__GEGEBENE AUFGABE A__. Gib aus den unten stehenden Datensätzen jede Zeile zurück, in der die Zeichenfolge „surface“ vorkommt.

__SEITE__.
▽

# Neue Hardware - welches Netzteil?



## Psycho_Dad (2. November 2005)

Guten Morgen.
Ich werde mir diesen Monat neue Hardware für den Rechner kaufen. Ich werde mir wohl oder übel auch ein neues Netzteil kaufen müssen. Ich habe derzeit ein 350W Netzteil.
Mir stellen sich 2 fragen beim kauf eines neuen Netzteiles.
1.	Welches werde ich wohl brauchen?
2.	Woher kann ich an der neuen Hardware erkennen, wie viel Watt die Komponenten verbrauchen, so das ich weiß welches Netzteil ich bauche?

Ich habe mir folgende Hardware ausgesucht:
AMD 64 3500+
Zalman CNPS7700-Cu Lüfter
ASUS A8N-E 
Club3d 7800GT
2x 512MB MDT DDR400 RAM
Samsung SP2004C Festplatte
Pioneer DVR110 Brenner

Derzeit habe ich nach einem nicht zu teuren Netzteil ausschau gehalten und habe mich vorerst für das „Revoltec Star Serie Chromus 450W“ entschieden.
Allerdings höre ich auch gerne auf die Erfahrung und Ratschläge anderer Leute.
Vom Prinzip her suche ich ein nicht zu lautes und günstiges Netzteil.

Vielen Dank für eure Hilfe.
Psycho Dad


----------



## zioProduct (2. November 2005)

△

__Datenliste__.
▽

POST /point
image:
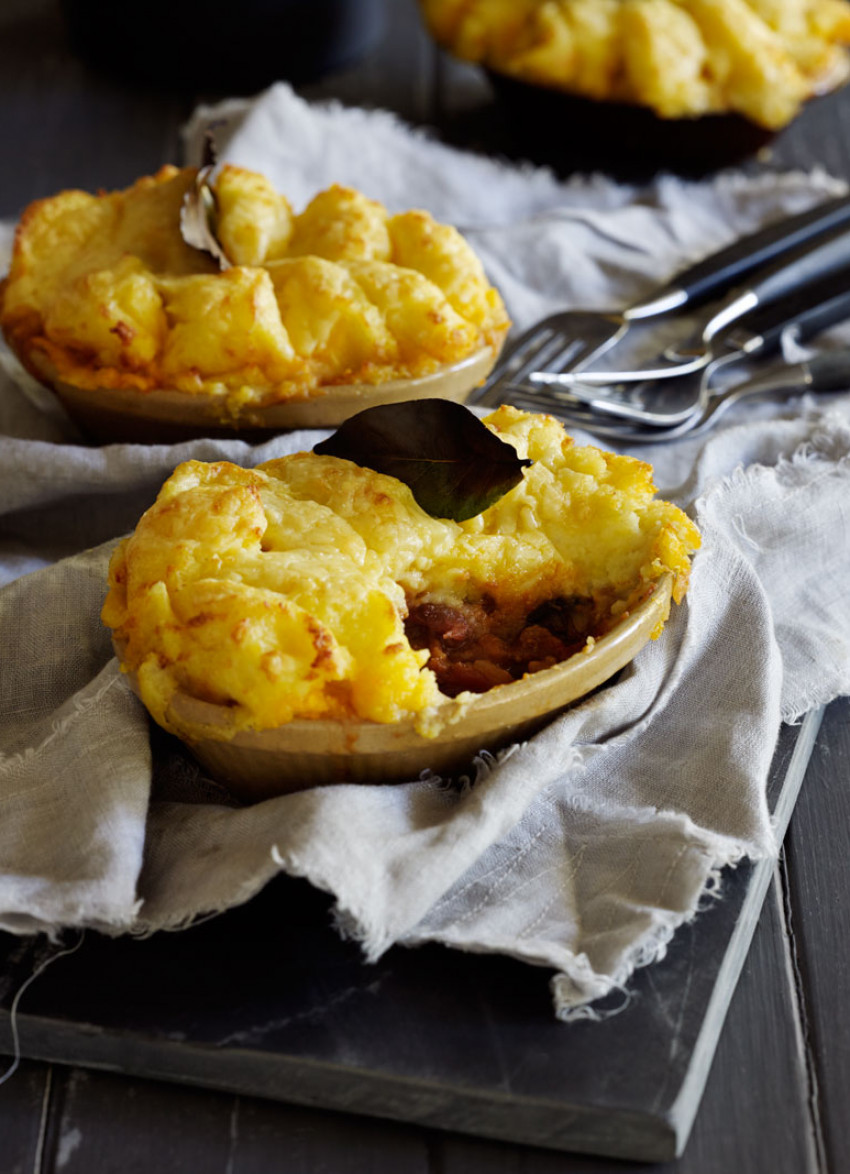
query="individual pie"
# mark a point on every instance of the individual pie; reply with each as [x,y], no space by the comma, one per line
[107,303]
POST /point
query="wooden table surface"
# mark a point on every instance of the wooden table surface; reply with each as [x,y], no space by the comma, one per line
[65,126]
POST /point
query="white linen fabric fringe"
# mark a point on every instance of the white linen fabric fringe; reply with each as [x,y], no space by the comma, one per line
[580,850]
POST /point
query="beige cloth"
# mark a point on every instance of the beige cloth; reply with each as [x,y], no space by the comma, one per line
[580,850]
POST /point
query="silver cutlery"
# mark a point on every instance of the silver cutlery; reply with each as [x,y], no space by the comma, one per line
[795,272]
[572,338]
[825,372]
[663,403]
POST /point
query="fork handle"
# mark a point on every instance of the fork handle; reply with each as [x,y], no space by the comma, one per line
[722,270]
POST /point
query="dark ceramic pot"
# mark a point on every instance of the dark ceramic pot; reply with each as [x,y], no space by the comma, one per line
[578,134]
[238,46]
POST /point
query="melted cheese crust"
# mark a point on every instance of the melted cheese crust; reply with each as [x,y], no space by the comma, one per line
[107,291]
[282,592]
[681,58]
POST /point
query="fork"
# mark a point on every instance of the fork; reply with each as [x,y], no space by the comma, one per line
[762,332]
[825,372]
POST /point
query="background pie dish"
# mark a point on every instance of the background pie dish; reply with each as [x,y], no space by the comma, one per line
[106,303]
[695,83]
[310,608]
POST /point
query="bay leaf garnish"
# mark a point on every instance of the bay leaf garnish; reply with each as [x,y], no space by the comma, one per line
[198,214]
[453,464]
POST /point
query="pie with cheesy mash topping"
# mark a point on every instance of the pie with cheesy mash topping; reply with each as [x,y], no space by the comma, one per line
[314,588]
[761,59]
[103,294]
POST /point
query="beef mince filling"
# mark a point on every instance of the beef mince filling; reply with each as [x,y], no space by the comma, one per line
[477,645]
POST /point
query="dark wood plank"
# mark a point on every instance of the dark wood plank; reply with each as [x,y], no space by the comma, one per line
[105,1122]
[398,74]
[65,126]
[431,1037]
[818,866]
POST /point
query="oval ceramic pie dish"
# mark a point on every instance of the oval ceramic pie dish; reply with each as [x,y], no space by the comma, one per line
[198,303]
[316,619]
[260,764]
[676,83]
[160,417]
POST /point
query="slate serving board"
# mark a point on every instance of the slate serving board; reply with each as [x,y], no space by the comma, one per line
[267,1000]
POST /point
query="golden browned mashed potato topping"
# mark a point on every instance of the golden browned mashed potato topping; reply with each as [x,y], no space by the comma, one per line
[680,58]
[103,291]
[314,588]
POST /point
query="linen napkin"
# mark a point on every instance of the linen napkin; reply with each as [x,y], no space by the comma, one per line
[580,850]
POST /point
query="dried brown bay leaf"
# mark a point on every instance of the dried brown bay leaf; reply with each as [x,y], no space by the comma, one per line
[453,464]
[198,214]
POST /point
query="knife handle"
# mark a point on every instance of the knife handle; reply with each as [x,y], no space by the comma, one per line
[829,371]
[724,269]
[803,314]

△

__GEGEBENE AUFGABE B__. Für welches Netzteil fiel im Forenbeitrag zum Netzteilkauf vorerst die Entscheidung?

__VOLLSTÄNDIGE AUSGABE A__.
query="wooden table surface"
# mark a point on every instance of the wooden table surface; reply with each as [x,y], no space by the comma, one per line

__VOLLSTÄNDIGE AUSGABE B__. Für das „Revoltec Star Serie Chromus 450W“.